● OBJECTIVE
Write out the full listing exactly as given, minus the images.

● STORED DATA
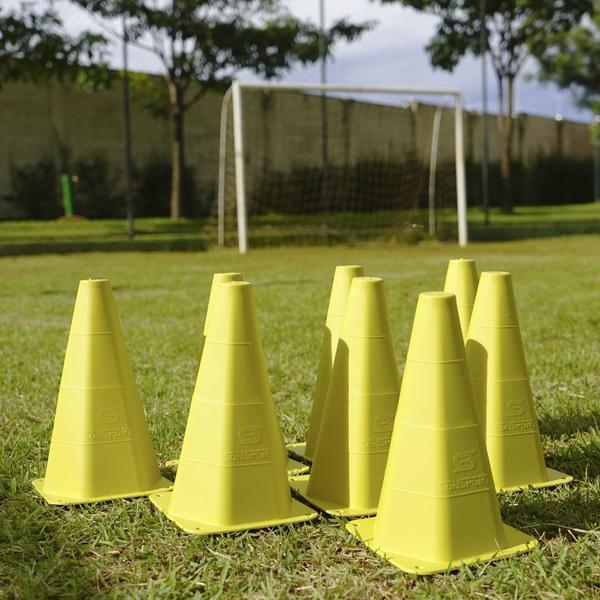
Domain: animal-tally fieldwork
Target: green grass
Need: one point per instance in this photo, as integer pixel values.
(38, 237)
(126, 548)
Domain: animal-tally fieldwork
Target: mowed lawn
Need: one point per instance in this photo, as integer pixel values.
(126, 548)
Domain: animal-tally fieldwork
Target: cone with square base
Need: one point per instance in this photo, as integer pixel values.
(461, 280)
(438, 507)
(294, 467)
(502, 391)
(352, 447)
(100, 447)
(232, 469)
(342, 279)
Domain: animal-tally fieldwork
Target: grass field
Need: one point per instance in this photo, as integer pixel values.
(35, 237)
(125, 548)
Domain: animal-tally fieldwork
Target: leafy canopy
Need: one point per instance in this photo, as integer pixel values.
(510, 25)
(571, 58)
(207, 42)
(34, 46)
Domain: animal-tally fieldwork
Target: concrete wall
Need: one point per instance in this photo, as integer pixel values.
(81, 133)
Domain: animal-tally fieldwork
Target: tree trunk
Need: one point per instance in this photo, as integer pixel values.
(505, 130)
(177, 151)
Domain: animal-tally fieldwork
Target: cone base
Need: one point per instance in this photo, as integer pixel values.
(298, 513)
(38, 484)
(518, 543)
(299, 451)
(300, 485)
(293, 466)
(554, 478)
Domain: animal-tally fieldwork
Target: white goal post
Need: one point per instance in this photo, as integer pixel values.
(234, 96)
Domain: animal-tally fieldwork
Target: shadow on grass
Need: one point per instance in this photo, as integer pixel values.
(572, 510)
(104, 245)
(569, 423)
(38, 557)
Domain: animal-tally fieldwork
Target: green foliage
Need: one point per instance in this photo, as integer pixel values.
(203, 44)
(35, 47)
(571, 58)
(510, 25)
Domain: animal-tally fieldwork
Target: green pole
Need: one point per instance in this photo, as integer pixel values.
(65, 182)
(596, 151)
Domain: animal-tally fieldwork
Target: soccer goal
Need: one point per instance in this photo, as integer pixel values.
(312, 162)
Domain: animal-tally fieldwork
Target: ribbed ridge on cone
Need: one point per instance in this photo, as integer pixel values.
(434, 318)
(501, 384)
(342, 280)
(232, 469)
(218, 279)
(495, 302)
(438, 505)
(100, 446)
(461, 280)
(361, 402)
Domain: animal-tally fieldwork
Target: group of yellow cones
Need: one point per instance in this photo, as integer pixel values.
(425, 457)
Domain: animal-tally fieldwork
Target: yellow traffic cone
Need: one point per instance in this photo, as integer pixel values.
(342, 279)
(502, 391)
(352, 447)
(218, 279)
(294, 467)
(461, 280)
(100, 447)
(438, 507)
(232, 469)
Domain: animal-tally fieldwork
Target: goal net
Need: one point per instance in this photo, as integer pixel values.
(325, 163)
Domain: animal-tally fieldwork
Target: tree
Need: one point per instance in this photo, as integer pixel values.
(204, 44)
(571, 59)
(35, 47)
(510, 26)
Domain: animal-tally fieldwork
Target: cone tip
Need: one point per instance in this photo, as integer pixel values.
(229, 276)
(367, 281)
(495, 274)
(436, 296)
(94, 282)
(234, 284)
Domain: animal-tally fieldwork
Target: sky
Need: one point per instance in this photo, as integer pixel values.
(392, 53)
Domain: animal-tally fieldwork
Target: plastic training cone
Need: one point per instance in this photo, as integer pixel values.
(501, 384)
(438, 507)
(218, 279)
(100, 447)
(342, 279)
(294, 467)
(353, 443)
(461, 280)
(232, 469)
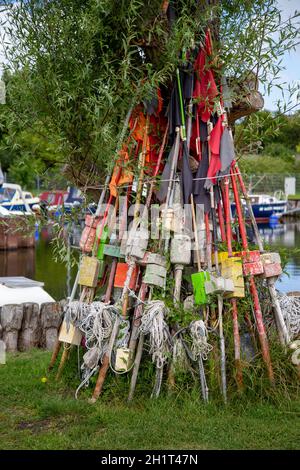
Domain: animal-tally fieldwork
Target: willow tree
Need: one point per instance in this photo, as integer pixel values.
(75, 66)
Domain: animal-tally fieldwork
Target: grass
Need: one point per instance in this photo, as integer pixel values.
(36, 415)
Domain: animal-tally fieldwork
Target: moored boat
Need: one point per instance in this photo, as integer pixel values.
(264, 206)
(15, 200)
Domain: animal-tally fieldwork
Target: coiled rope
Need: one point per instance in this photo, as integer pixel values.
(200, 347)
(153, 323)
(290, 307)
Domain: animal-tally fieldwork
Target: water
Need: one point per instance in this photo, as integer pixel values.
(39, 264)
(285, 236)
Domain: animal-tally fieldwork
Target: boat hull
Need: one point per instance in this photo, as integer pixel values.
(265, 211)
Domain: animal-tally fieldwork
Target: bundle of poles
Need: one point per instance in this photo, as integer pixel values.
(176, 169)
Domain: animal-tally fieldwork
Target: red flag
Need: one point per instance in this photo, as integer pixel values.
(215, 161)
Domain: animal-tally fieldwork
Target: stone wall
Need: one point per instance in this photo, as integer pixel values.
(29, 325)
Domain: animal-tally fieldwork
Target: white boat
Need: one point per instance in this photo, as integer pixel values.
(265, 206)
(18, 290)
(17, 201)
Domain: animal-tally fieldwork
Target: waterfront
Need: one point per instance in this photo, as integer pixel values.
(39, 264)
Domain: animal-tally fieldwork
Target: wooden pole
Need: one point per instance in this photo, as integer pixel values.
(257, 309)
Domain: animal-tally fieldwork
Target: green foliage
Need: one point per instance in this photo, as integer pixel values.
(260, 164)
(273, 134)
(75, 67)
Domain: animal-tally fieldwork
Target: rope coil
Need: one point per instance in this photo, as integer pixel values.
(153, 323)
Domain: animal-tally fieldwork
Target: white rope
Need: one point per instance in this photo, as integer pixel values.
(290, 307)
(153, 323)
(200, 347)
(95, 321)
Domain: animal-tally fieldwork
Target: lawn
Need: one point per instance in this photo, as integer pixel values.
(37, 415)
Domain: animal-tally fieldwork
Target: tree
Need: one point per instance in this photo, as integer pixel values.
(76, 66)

● OUTPUT FOR THIS TASK
Domain: animal-tally fieldwork
Target: green grass
Need: one point per instance in this photo, as integer pixel values.
(38, 237)
(126, 548)
Domain: animal-tally fieldwork
Target: mowed lawn
Need: one point per instance in this photo, as integer pixel values.
(126, 548)
Domain: animal-tally fieldwork
Target: cone with square base
Need: one point per instance in this photo, as integer pixel values.
(461, 280)
(438, 507)
(294, 467)
(502, 391)
(352, 447)
(100, 447)
(232, 469)
(342, 279)
Domain: animal-tally fieldwork
Target: grass field
Need: one point per instance in this photo, as integer pixel values.
(35, 237)
(125, 548)
Domain: animal-tally fieldwork
Target: leafy canopy
Need: one point per instance in this photo, as integer pixel values.
(510, 25)
(571, 58)
(207, 42)
(34, 46)
Domain: animal-tally fieldwork
Target: concrete wall
Need: one point per instance in this photo, as integer pixel values.
(81, 133)
Domain: animal-tally fieldwork
Target: tree trunk
Need: one point per instance in this photo, as integer pixel values.
(505, 130)
(177, 151)
Domain: animal-tally fieldwork
Target: cone base
Need: one point per instance in this photo, as integer pixel values.
(298, 513)
(38, 484)
(518, 543)
(299, 451)
(300, 485)
(293, 466)
(554, 478)
Domain: animal-tally fieldwork
Target: white goal post
Need: one point per instance in this photo, as integer pixel values.
(234, 96)
Domain: animal-tally fieldwork
Target: shadow on grass
Need: one point per instance in this photo, as integer pixel values.
(572, 510)
(104, 245)
(569, 423)
(38, 557)
Domain: animal-tally fieldwork
Target: green foliage
Need: one point per instance in this photo, as integer pixel values.
(203, 44)
(35, 47)
(571, 58)
(510, 25)
Domain: animal-tally fieldwork
Target: green pole
Need: one point per instance in this photo, as integer pixel values.
(65, 182)
(596, 151)
Domain: animal-tally fieldwork
Target: soccer goal
Need: one point per instance in this photo, as integer pixel values.
(312, 162)
Domain: animal-tally fieldwork
Target: ribbed ridge on cone
Need: one point per instance in this photo, as integer pixel values.
(434, 318)
(501, 384)
(342, 280)
(232, 469)
(218, 279)
(495, 302)
(438, 505)
(100, 446)
(461, 280)
(361, 402)
Domain: animal-tally fieldwork
Target: group of yellow cones
Need: one point per instance in this photo, as integer pixel values.
(425, 457)
Domain: animal-tally fieldwork
Target: yellow traffic cone
Need: one point per instance in this photo, as integer pixel values.
(342, 279)
(502, 391)
(352, 447)
(218, 279)
(294, 467)
(461, 280)
(100, 447)
(438, 507)
(232, 469)
Domain: animal-tally fieldwork
Target: goal net
Need: one point per instance in this photo, as integer pixel values.
(325, 163)
Domain: animal-tally fieldwork
Target: tree
Need: one point per instance in this photo, as integer pixel values.
(204, 44)
(571, 59)
(35, 47)
(510, 26)
Domain: animal-tally fieldwork
Target: cone tip
Need: one point per instance in this photo, as integer pixel values.
(229, 276)
(367, 281)
(495, 274)
(436, 296)
(94, 282)
(234, 284)
Domain: animal-tally fieldwork
Target: sky
Need: one point per instance in this photo, as integer pixel values.
(392, 53)
Domain: animal-tally fieldwork
Target: plastic training cone
Need: one point per instance in this photo, as integer pixel values.
(501, 384)
(438, 507)
(218, 279)
(100, 447)
(342, 279)
(294, 467)
(353, 443)
(461, 280)
(232, 469)
Domain: animal-tally fieldwork
Target: willow tree
Need: one point per instance in this photo, as integer pixel values.
(75, 66)
Domain: animal-tally fieldwork
Target: grass
Need: one point per instance in this photo, as integer pixel values.
(36, 415)
Domain: animal-tally fieldwork
Target: moored boat
Need: one point per instance in this photo, as integer pixel values.
(264, 206)
(15, 200)
Domain: animal-tally fieldwork
Target: coiled rope
Need: one point per instance in this photo, as integer pixel values.
(200, 347)
(153, 323)
(290, 307)
Domain: animal-tally fieldwork
Target: water
Need: one point per instance in this photo, as integer pixel values.
(39, 264)
(285, 236)
Domain: animal-tally fieldwork
Target: boat hull
Need: one point per instance in this photo, as integer pixel values.
(265, 211)
Domain: animal-tally fieldwork
Target: bundle of poles
Need: one point per instance in this photo, as integer pixel values.
(176, 169)
Domain: animal-tally fieldwork
Target: red flag
Need: one point per instance in this photo, as integer pixel values.
(215, 161)
Domain: animal-tally fieldwork
Target: stone wall
Need: one point per instance in this photo, as integer pixel values.
(29, 325)
Domain: animal-tally fieldwork
Target: white boat
Need: one point per instance in this photo, as integer pixel values.
(265, 206)
(18, 290)
(17, 201)
Domain: animal-tally fieldwork
Target: waterfront
Need: one point per instance in this photo, as integer pixel values.
(39, 264)
Domain: animal-tally fieldwork
Target: wooden pole
Need: one point per instance in this photo, as integer pixel values.
(257, 309)
Domain: animal-tally fieldwork
Target: green foliage
Need: one point per instance in this photo, as integer pixel values.
(260, 164)
(273, 134)
(75, 67)
Domain: animal-tally fieldwork
Target: rope coil
Need: one point per instance in this photo, as integer pixel values.
(153, 323)
Domain: animal-tally fieldwork
Target: white rope
Need: one point per instance in this photo, as integer pixel values.
(290, 307)
(153, 323)
(200, 347)
(95, 321)
Domain: animal-tally fieldwork
Target: lawn
Need: one point per instance in this photo, as integer pixel values.
(37, 415)
Domain: animal-tally fieldwork
Target: tree
Need: one point per instance in this photo, as integer pixel values.
(76, 66)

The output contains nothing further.